> _Problem statement_
Output only this range of the data below: the line that contains "Where is the overgrown yard" through the final line, both ends included, each retyped exactly.

== Segment start ==

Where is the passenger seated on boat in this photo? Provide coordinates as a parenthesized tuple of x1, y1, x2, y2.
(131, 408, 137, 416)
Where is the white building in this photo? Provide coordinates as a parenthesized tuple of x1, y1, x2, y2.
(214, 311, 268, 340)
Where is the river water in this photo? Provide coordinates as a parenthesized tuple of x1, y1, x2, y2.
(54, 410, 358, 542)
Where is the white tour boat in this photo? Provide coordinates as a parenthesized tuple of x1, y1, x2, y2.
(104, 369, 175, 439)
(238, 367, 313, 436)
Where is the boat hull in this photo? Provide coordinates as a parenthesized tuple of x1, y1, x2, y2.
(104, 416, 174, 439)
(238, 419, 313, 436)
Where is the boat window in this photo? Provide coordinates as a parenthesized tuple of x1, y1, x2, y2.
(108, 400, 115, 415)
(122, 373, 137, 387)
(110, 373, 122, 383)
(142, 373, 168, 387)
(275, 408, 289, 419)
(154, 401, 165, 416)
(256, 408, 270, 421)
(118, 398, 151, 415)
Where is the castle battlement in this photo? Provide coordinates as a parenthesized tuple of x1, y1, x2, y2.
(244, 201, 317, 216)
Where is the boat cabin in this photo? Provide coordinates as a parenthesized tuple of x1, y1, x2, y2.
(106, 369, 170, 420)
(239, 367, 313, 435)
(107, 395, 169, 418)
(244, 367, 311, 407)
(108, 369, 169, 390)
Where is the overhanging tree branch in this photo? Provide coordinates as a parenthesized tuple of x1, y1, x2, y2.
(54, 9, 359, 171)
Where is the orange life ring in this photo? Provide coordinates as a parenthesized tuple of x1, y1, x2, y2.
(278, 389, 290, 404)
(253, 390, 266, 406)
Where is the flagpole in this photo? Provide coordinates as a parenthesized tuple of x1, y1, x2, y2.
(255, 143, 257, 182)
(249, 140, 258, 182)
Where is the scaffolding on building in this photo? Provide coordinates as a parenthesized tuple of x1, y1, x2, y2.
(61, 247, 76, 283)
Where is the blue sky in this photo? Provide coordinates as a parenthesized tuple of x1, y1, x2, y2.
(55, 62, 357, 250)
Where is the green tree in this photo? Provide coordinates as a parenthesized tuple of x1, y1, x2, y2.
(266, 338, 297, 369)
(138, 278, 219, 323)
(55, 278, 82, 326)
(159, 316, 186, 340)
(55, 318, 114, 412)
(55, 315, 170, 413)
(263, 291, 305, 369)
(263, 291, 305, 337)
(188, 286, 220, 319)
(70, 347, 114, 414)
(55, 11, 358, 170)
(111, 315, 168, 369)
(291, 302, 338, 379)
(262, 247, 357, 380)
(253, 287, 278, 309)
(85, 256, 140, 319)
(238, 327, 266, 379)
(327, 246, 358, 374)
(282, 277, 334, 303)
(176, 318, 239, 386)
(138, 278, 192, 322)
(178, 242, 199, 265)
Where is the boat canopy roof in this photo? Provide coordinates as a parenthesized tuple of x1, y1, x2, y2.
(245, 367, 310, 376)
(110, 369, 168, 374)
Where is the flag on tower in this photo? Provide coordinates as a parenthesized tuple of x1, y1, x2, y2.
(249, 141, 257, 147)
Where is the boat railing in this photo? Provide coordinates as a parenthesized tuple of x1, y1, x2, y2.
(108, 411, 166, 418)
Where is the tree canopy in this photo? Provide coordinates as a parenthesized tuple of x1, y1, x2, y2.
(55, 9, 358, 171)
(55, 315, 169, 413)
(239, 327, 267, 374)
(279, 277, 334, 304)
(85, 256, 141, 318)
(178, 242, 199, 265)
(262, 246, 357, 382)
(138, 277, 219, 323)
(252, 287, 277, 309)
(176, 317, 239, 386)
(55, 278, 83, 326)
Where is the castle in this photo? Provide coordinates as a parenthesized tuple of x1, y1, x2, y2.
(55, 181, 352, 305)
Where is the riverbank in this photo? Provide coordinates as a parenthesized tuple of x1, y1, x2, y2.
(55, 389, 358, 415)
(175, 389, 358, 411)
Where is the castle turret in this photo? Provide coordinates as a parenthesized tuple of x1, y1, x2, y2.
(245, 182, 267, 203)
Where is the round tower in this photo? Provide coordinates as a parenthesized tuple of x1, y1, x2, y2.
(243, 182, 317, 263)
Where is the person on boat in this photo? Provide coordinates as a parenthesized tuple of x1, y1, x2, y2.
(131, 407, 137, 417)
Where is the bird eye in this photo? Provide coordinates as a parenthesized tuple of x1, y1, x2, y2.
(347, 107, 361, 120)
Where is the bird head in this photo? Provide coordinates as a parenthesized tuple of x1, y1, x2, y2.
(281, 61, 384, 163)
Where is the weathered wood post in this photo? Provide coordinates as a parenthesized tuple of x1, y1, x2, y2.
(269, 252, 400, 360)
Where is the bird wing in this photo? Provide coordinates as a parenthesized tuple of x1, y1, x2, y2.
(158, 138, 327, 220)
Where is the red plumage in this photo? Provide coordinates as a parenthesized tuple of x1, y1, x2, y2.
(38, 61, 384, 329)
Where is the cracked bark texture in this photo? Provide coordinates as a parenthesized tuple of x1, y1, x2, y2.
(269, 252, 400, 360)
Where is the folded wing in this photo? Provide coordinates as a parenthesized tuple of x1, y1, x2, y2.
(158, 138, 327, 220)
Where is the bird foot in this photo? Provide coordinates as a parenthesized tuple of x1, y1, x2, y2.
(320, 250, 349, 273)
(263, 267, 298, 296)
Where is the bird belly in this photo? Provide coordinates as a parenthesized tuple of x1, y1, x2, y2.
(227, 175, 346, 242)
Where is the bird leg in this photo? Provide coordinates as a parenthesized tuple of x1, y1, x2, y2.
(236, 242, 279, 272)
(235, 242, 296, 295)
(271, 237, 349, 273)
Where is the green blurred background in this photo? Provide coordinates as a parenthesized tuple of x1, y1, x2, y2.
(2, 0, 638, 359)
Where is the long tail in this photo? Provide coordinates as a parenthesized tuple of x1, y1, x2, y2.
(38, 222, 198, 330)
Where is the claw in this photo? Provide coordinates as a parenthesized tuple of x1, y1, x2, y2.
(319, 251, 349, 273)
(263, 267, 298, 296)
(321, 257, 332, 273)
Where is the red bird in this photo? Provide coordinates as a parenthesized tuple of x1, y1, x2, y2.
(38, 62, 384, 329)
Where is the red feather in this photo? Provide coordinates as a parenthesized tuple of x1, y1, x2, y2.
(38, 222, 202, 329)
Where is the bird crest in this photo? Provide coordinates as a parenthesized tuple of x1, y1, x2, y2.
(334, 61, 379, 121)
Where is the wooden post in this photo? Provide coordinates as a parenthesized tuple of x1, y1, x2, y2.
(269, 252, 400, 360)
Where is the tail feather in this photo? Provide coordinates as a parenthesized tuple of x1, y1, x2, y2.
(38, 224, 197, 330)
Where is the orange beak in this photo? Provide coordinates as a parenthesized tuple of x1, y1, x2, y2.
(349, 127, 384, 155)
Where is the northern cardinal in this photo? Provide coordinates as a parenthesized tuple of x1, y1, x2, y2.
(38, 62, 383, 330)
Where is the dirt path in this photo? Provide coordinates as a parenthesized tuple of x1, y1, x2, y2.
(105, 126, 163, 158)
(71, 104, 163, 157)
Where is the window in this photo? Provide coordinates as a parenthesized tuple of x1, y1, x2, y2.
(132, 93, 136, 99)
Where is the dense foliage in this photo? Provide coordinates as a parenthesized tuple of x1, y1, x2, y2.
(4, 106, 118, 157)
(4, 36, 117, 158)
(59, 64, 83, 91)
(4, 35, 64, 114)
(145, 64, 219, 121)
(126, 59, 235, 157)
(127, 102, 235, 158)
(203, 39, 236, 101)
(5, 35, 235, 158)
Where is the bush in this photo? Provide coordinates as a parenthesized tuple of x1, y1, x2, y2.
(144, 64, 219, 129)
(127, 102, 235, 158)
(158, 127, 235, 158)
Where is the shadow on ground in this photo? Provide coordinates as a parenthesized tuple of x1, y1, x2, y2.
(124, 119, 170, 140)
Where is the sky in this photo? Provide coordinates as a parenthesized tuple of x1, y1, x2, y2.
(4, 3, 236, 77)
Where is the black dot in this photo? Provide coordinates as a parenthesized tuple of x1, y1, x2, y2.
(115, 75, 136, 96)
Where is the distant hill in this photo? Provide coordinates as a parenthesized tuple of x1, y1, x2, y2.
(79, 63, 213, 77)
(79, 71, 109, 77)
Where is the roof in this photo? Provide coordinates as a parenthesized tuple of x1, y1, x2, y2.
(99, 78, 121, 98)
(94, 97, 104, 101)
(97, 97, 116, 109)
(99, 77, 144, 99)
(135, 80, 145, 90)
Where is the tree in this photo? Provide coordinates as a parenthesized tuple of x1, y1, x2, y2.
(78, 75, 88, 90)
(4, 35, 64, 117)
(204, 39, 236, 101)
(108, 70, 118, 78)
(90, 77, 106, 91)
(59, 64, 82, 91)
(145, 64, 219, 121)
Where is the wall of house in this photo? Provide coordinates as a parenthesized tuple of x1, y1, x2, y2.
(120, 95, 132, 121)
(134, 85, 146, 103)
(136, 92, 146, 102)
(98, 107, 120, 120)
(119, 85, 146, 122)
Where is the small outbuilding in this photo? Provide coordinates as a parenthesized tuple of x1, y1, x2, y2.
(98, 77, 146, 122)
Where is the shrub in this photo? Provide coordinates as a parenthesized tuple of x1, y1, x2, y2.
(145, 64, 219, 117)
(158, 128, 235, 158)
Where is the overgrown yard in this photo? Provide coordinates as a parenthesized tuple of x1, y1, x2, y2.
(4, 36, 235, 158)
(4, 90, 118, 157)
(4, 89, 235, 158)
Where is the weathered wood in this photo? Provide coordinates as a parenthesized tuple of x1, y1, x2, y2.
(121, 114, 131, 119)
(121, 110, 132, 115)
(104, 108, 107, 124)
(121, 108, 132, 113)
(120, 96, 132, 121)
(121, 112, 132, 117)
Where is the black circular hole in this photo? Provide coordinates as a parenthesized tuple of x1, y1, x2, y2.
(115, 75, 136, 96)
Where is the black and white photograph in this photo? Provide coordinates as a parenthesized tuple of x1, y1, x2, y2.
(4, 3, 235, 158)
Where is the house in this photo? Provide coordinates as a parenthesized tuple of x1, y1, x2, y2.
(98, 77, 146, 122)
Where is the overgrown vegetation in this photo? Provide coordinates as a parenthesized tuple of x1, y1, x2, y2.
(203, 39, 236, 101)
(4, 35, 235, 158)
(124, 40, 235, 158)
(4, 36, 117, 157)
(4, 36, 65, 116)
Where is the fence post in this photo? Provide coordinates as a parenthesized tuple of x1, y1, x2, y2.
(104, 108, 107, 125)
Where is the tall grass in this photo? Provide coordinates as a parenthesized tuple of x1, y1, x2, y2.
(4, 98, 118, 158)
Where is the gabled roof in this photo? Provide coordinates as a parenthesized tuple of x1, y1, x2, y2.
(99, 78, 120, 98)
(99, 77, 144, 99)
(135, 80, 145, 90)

== Segment end ==

> _Reply to the exercise_
Where is the overgrown yard in this photo? Provide coordinates as a parenthesized tuple of x1, y1, x2, y2.
(4, 36, 235, 158)
(4, 90, 118, 157)
(4, 89, 235, 158)
Where is the weathered wood in this photo? Provide coordinates as a parenthesized tuple of x1, y1, x2, y2.
(121, 114, 131, 119)
(121, 110, 132, 115)
(104, 108, 107, 124)
(121, 108, 132, 113)
(120, 96, 132, 121)
(121, 112, 132, 117)
Where is the black circular hole in this photo? Provide coordinates as a parenthesized tuple of x1, y1, x2, y2.
(115, 75, 136, 96)
Where is the black and white photograph in this photo? Provide coordinates as a parenthesized tuple of x1, y1, x2, y2.
(4, 3, 235, 158)
Where is the house in this photo? Provide coordinates as a parenthesized tuple of x1, y1, x2, y2.
(98, 77, 146, 122)
Where is the overgrown vegetation in this photo? Provide coordinates as a parenthesized tuple of x1, y1, x2, y2.
(203, 39, 236, 101)
(4, 35, 235, 158)
(124, 40, 235, 158)
(4, 36, 117, 157)
(4, 36, 65, 116)
Where is the fence post in this photo? Provide coordinates as a parenthesized tuple of x1, y1, x2, y2.
(104, 108, 107, 125)
Where is the tall grass in this photo? Provide coordinates as a parenthesized tuple of x1, y1, x2, y2.
(4, 98, 118, 158)
Where is the gabled roof in this photo? Provide coordinates as a parenthesized tuple of x1, y1, x2, y2.
(99, 78, 120, 98)
(99, 77, 144, 99)
(135, 80, 145, 90)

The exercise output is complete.